_What you are asked to do:_ Strip the pictures and reproduce the rest of the listing exactly.

_Source material:_
++++++++++
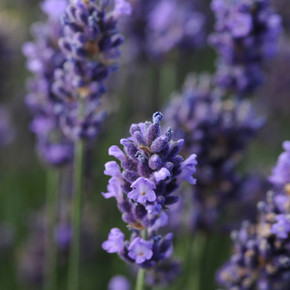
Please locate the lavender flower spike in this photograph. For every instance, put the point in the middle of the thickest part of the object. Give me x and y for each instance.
(144, 185)
(91, 45)
(262, 250)
(281, 172)
(246, 35)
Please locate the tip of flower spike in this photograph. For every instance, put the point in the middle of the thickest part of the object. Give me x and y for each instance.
(157, 117)
(169, 133)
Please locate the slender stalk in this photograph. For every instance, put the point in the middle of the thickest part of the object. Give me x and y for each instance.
(50, 280)
(74, 259)
(141, 272)
(198, 258)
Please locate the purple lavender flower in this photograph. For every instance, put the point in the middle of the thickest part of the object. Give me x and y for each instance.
(261, 251)
(140, 250)
(281, 172)
(143, 190)
(43, 58)
(119, 282)
(151, 171)
(91, 45)
(157, 28)
(282, 226)
(115, 242)
(6, 129)
(246, 34)
(218, 131)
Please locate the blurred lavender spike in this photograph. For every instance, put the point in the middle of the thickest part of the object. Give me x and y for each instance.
(91, 46)
(158, 28)
(262, 250)
(218, 131)
(246, 35)
(43, 58)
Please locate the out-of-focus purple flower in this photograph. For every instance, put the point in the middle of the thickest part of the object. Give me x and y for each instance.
(151, 171)
(140, 250)
(54, 8)
(43, 58)
(115, 242)
(282, 226)
(281, 172)
(119, 282)
(218, 131)
(63, 235)
(7, 132)
(91, 45)
(246, 35)
(157, 28)
(262, 250)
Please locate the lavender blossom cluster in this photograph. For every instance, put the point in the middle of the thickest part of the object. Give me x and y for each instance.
(144, 187)
(7, 131)
(262, 250)
(91, 44)
(43, 58)
(159, 27)
(72, 55)
(246, 34)
(218, 131)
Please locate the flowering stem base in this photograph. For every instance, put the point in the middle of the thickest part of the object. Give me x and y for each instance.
(51, 249)
(74, 261)
(141, 272)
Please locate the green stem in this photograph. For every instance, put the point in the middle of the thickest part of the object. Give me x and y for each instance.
(199, 251)
(141, 272)
(50, 280)
(74, 259)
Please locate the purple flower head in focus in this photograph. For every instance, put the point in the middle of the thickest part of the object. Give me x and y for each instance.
(150, 171)
(115, 241)
(143, 190)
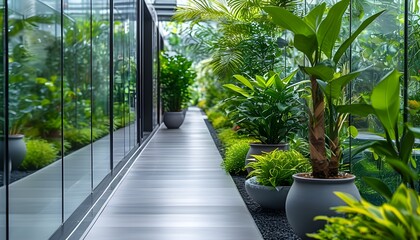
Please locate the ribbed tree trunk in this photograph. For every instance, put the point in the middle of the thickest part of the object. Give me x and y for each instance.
(335, 156)
(320, 166)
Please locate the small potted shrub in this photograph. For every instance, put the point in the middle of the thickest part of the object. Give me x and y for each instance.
(176, 76)
(267, 109)
(271, 177)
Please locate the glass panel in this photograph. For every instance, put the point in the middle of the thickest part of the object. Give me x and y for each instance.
(124, 80)
(35, 113)
(77, 105)
(100, 87)
(414, 70)
(381, 47)
(2, 132)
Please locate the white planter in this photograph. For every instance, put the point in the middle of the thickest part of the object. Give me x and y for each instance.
(311, 197)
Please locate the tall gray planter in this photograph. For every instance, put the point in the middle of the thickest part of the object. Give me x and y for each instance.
(17, 151)
(310, 197)
(259, 148)
(173, 120)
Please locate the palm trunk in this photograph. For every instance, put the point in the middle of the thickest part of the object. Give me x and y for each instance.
(335, 157)
(320, 166)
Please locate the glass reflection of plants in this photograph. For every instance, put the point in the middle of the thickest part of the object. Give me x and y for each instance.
(35, 82)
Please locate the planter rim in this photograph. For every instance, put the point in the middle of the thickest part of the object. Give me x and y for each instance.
(299, 178)
(269, 144)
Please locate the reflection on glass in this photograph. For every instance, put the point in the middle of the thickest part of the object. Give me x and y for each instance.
(100, 90)
(2, 132)
(125, 78)
(381, 47)
(34, 112)
(78, 104)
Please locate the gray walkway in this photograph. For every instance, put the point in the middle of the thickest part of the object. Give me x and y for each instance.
(177, 190)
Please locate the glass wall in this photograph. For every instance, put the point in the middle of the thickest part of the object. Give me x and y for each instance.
(125, 88)
(3, 179)
(65, 107)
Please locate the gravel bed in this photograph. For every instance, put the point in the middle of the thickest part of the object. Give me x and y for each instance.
(272, 224)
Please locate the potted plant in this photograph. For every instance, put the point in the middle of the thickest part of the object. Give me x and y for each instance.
(271, 177)
(267, 109)
(176, 76)
(316, 37)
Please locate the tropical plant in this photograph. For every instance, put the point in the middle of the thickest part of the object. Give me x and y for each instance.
(234, 158)
(316, 37)
(238, 36)
(397, 146)
(276, 168)
(176, 76)
(39, 154)
(265, 108)
(397, 219)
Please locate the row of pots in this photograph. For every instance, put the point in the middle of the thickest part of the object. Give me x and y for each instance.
(307, 197)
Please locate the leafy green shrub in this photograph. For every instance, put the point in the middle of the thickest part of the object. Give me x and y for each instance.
(40, 153)
(229, 136)
(176, 76)
(397, 219)
(277, 167)
(234, 161)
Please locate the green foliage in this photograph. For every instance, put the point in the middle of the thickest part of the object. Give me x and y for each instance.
(176, 76)
(242, 40)
(316, 37)
(397, 219)
(397, 147)
(234, 161)
(82, 137)
(265, 108)
(40, 153)
(277, 167)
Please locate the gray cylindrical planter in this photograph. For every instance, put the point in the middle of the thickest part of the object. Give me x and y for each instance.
(173, 120)
(17, 151)
(267, 197)
(310, 197)
(259, 148)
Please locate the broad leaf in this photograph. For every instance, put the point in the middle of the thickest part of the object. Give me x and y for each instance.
(330, 27)
(362, 110)
(314, 17)
(407, 143)
(237, 89)
(245, 81)
(320, 72)
(385, 100)
(403, 169)
(346, 44)
(307, 45)
(335, 87)
(415, 131)
(379, 186)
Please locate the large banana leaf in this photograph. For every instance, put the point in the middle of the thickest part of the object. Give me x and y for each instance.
(330, 27)
(385, 99)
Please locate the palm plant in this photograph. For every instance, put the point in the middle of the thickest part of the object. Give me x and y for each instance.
(316, 37)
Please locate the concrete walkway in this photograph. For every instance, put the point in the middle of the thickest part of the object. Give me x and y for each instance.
(176, 190)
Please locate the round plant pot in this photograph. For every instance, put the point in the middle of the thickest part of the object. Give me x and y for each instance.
(267, 197)
(309, 197)
(259, 148)
(173, 120)
(17, 151)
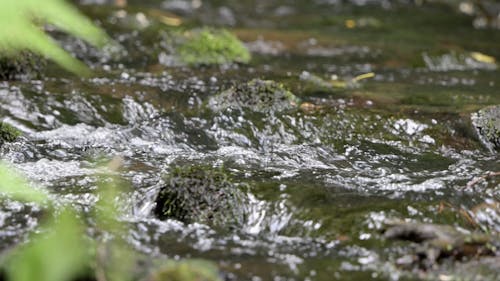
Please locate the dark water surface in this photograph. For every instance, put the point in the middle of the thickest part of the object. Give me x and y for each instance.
(322, 178)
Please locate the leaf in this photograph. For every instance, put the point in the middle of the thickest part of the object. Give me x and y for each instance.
(18, 32)
(17, 188)
(60, 254)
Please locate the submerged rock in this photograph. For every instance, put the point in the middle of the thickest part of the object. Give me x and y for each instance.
(257, 95)
(8, 133)
(208, 46)
(24, 63)
(200, 194)
(190, 270)
(440, 241)
(487, 124)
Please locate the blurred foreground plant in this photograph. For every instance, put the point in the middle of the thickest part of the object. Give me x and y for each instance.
(19, 32)
(61, 251)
++++++++++
_Expected answer:_
Please locate the lavender flower spike in this photograph. For every instance, put the point in the middle of the thickest part of the object. Give me x and y for each instance.
(144, 185)
(91, 45)
(262, 250)
(281, 172)
(246, 35)
Please locate the tip of flower spike in this photograph. For every instance, put the point in the middle of the thickest part of the object. Give me x and y for each instance.
(157, 117)
(169, 133)
Please locate the slender stalk in this photograph. For every instance, put the point in the middle of the thickest part of the object. Give me x and y for each instance.
(50, 280)
(74, 259)
(141, 272)
(198, 258)
Please locate the purple lavender flower in this photograph. For every instance, put the point in the middle of the thickest part of the object. Give me x and y for each instance.
(261, 251)
(140, 250)
(281, 172)
(143, 190)
(43, 58)
(119, 282)
(151, 171)
(91, 45)
(157, 28)
(282, 226)
(115, 242)
(6, 129)
(246, 34)
(218, 131)
Please locate the blurred lavender spike in this photograph. For every instance, put the point in the middle of the thickest part of the object. Give me x and y for each instance.
(91, 46)
(158, 28)
(262, 250)
(218, 131)
(246, 35)
(43, 58)
Please locate the out-of-focus purple flower in this photograph. For every instance, put the point in the middle of the thickest part of the object. Give me x and y for each instance.
(151, 171)
(140, 250)
(54, 8)
(43, 58)
(115, 242)
(282, 226)
(281, 172)
(119, 282)
(218, 131)
(63, 235)
(7, 132)
(91, 45)
(246, 35)
(157, 28)
(262, 250)
Please locate the lavender blossom cluster in this photograph. For every instance, put the point in the middle of the thickest part of the object. Give me x and y for each instance.
(144, 187)
(7, 131)
(262, 250)
(91, 44)
(43, 58)
(159, 27)
(72, 55)
(246, 34)
(218, 131)
Please locate the flowering stem base in this photograph. For every instance, put the point in the middle of the thickest part of the object. Give me x and y for each instance.
(51, 249)
(74, 261)
(141, 272)
Please locate the green stem in this photograph. For every instance, put the point in the middle of the thickest part of the object. Give me x and y for each instance.
(199, 251)
(141, 272)
(50, 280)
(74, 259)
Please locate the purple flower head in focus in this photograph. For every instance, put the point in the middle of the thickest part of the object. Give me x and y for each instance.
(150, 171)
(115, 241)
(143, 190)
Please locate the ribbed tree trunk in this photograph. For every instance, put the point in the middle of the thickest part of the object. Give me x and y for each instance.
(335, 156)
(320, 166)
Please locate the small potted shrub in this photograph. For every instance, put the point in the middle of the thickest part of the object. Give me x and y for each instance.
(176, 76)
(267, 109)
(271, 177)
Please locate the glass panel in this photograph. For every instance, put the point in the middle of the thickest part of the object. Give me x and y for each instance.
(124, 80)
(35, 113)
(77, 105)
(100, 87)
(414, 70)
(381, 47)
(2, 132)
Please locate the white planter in this photograph. For every instance, put the point in the middle of the thickest part of the object. Give me x and y for each instance.
(311, 197)
Please locate the tall gray planter in this photograph. For every instance, put the point in the middle of the thickest part of the object. Give me x and y for each instance.
(17, 151)
(310, 197)
(259, 148)
(173, 120)
Please locate the palm trunk in this photograph. For every instance, put the point in the middle of the thickest part of the object. Give me x and y for each instance.
(335, 157)
(320, 166)
Please locate the glass reflection of plants in this photograph. For every instance, put the point in the middle of the thickest part of the object. Give me x and y for each instance.
(35, 82)
Please locate the planter rim in this photograph. For every instance, put the point in the middle of the thickest part of the object. Give me x and y for each instance.
(299, 178)
(269, 144)
Please locate the reflection on glass in this photograph. For every instance, put the point in the middle of the thickest part of the object. Give me x and y for each instance.
(100, 90)
(2, 132)
(125, 78)
(381, 47)
(34, 112)
(78, 104)
Please locate the gray walkway in this photograph. For every instance, put the point in the middle of the thickest part of the object. Give me x and y for each instance.
(177, 190)
Please locate the glass wall in this photograph. For every instance, put the point in the middle of the thickest part of the object. Give me x and y for each instance.
(125, 88)
(3, 179)
(65, 107)
Please locate the gravel bed in this photograph. For every instance, put the point in the middle of the thickest part of the object. Give me x and y for each instance.
(272, 224)
Please locate the potted plant in this photograph. For every instance, put the point in the middle of the thickest part of the object. Give me x and y for each instance.
(271, 177)
(267, 109)
(176, 76)
(316, 37)
Please locate the tropical plant in this photograph. For every instance, put the point in the middle of the thickest part of the object. Give me x and y for each instance.
(234, 158)
(316, 37)
(238, 36)
(397, 146)
(276, 168)
(176, 76)
(39, 154)
(265, 108)
(397, 219)
Please locate the row of pots in this photograph. For every instance, put the point in the middle of the thickest part of the object. Give me x and y for each instance.
(307, 197)
Please locate the leafy green shrub in this photograph. For every instance, put the point in the middle of the thickest part of the object. Give me x and y for each instance.
(40, 153)
(229, 136)
(176, 76)
(397, 219)
(277, 167)
(234, 161)
Please locate the green foliage in this photograph. For every instance, put the point in the middle of the thickest part of the object. Give me x and y for each instance.
(176, 76)
(242, 40)
(316, 37)
(397, 219)
(397, 147)
(234, 161)
(82, 137)
(265, 108)
(40, 153)
(277, 167)
Please locate the gray cylindrical planter in this photograph. For every instance, put the point in the middle of the thickest part of the object. Give me x and y for each instance.
(173, 120)
(17, 151)
(267, 197)
(310, 197)
(259, 148)
Please locate the broad leaf in this photograph. For every instance, put the point in the middle of the thickest part of the object. Give me x and y for each instance.
(330, 27)
(362, 110)
(314, 17)
(407, 143)
(237, 89)
(245, 81)
(320, 72)
(385, 100)
(403, 169)
(346, 44)
(307, 45)
(335, 87)
(415, 131)
(379, 186)
Please locate the large banana leaf in this photograph. For every instance, put the point in the middle of the thickest part of the object. Give me x and y for each instance.
(330, 27)
(385, 99)
Please locate the palm plant in this photograph. For every instance, put the point in the middle of the thickest part of the object. Give me x and y for each instance.
(316, 37)
Please locate the concrete walkway in this photograph. For every instance, put the point in the middle of the thickest part of the object. Give me x and y for each instance.
(176, 190)
Please locate the round plant pot in this photograph. For every instance, put the point in the middle of the thickest part of the object. Give me x and y for each instance.
(267, 197)
(309, 197)
(259, 148)
(173, 120)
(17, 151)
Please locate the dark water surface in this photograph. For every instance, put the point in the middle of the thickest part of the object. Give me x and y for each instance.
(322, 178)
Please locate the leaf in this photograph. For every instance, put the point in the middle of the thickest part of the object. Give me x and y for each instance.
(18, 32)
(17, 188)
(60, 254)
Please locate the submerged rock in this photograph. For every instance, put the point in the middle of the thickest part of the object. Give me x and y for each instance.
(257, 95)
(8, 133)
(208, 46)
(24, 63)
(200, 194)
(190, 270)
(440, 241)
(487, 124)
Please locate the blurred foreground plant in this photograph. For every instance, put the point in the middle of the thickest part of the object. Give me x and y for each instance.
(19, 32)
(61, 251)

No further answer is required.